### Task list:
A. In the excerpt about radio segues and film critics, on which station did the writer host an all-night radio show?
B. Please translate this sentence from the excerpt about radio segues and film critics into Spanish: "Their proximity wasn’t planned, but as one blended into the other, it immediately occurred to me that they were essentially the same song separated by 20 years."
C. List every surname that the excerpt about radio segues and film critics gives in parentheses as an example of a critic who became a filmmaker.

-- Start Selected text --

Speaking as someone who used to host an all-night radio show on the University of Toronto station, it is a rush when you discover one of those perfect matches, even if accidentally. I remember a show where, in the midst of counting down my favourite 100 songs, the lingering last note of Frank Sinatra’s “It Was a Very Good Year” gave way to Guns N’ Roses’ “Sweet Child O’ Mine,” then still new and climbing the charts. Their proximity wasn’t planned, but as one blended into the other, it immediately occurred to me that they were essentially the same song separated by 20 years. Thinking about that segue 15 years later, I now realize that their singers, in some rather unattractive ways, were also essentially the same person.
There’s an obvious parallel that can be drawn between rock critic-turned-musician and film critic-turned-filmmaker, again supported by a number of real-life examples who travelled in the same direction (most prominently from various French and British film journals of the late ’50s: Truffaut, Godard, Rohmer, Anderson, Reisz, etc). And again, an intermediate alternative presents itself, one that affords almost as much room for self-expression and mischief-making as filmmaking itself: programming a repertory cinema.

-- End Selected text --
-- Start Given information --

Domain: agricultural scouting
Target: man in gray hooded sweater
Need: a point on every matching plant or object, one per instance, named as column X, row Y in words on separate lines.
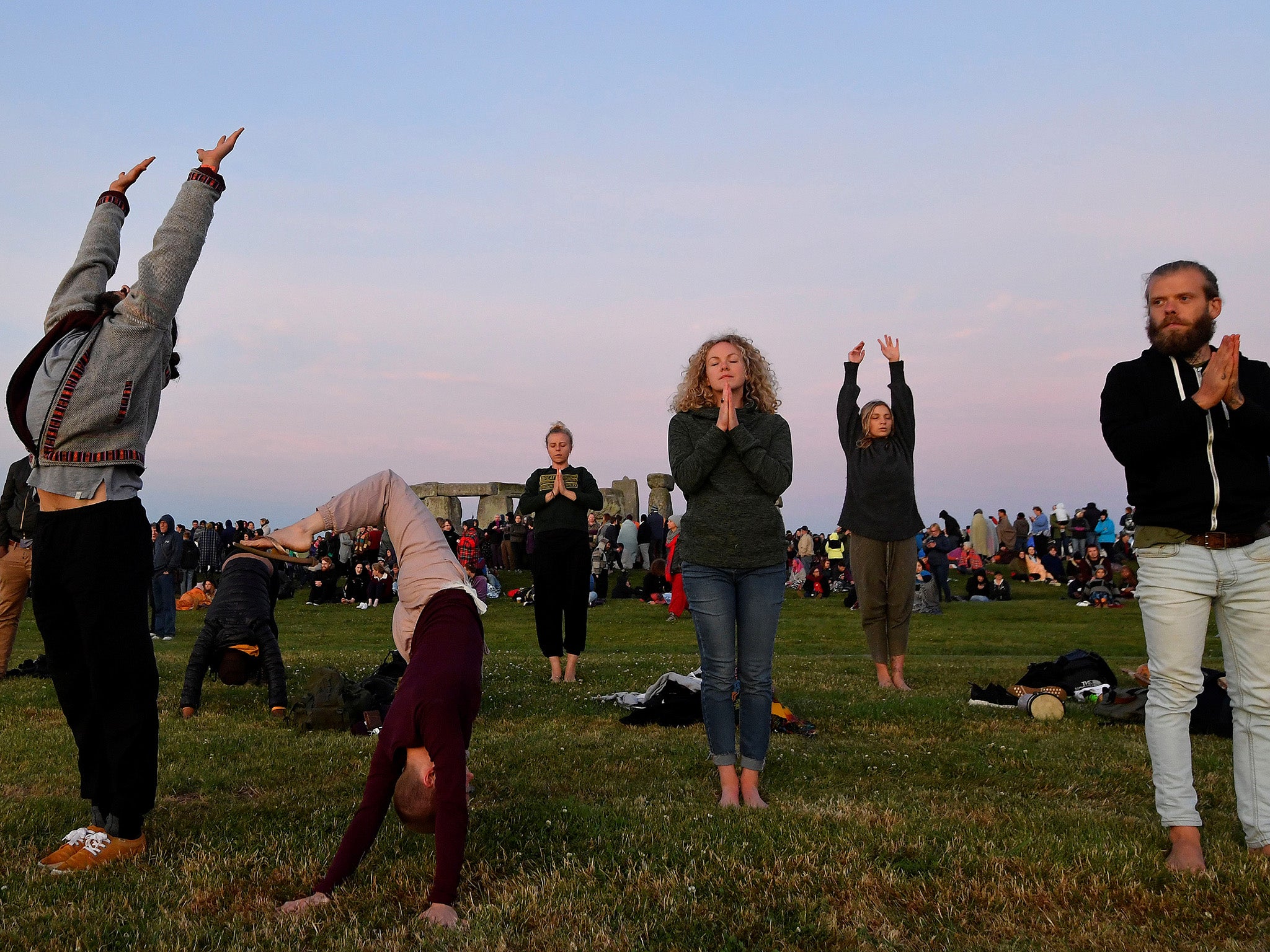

-- End Given information --

### Written responses:
A. The University of Toronto station.

B. Su proximidad no fue planeada, pero a medida que una se fundía con la otra, de inmediato se me ocurrió que eran esencialmente la misma canción separada por 20 años.

C. Truffaut, Godard, Rohmer, Anderson, Reisz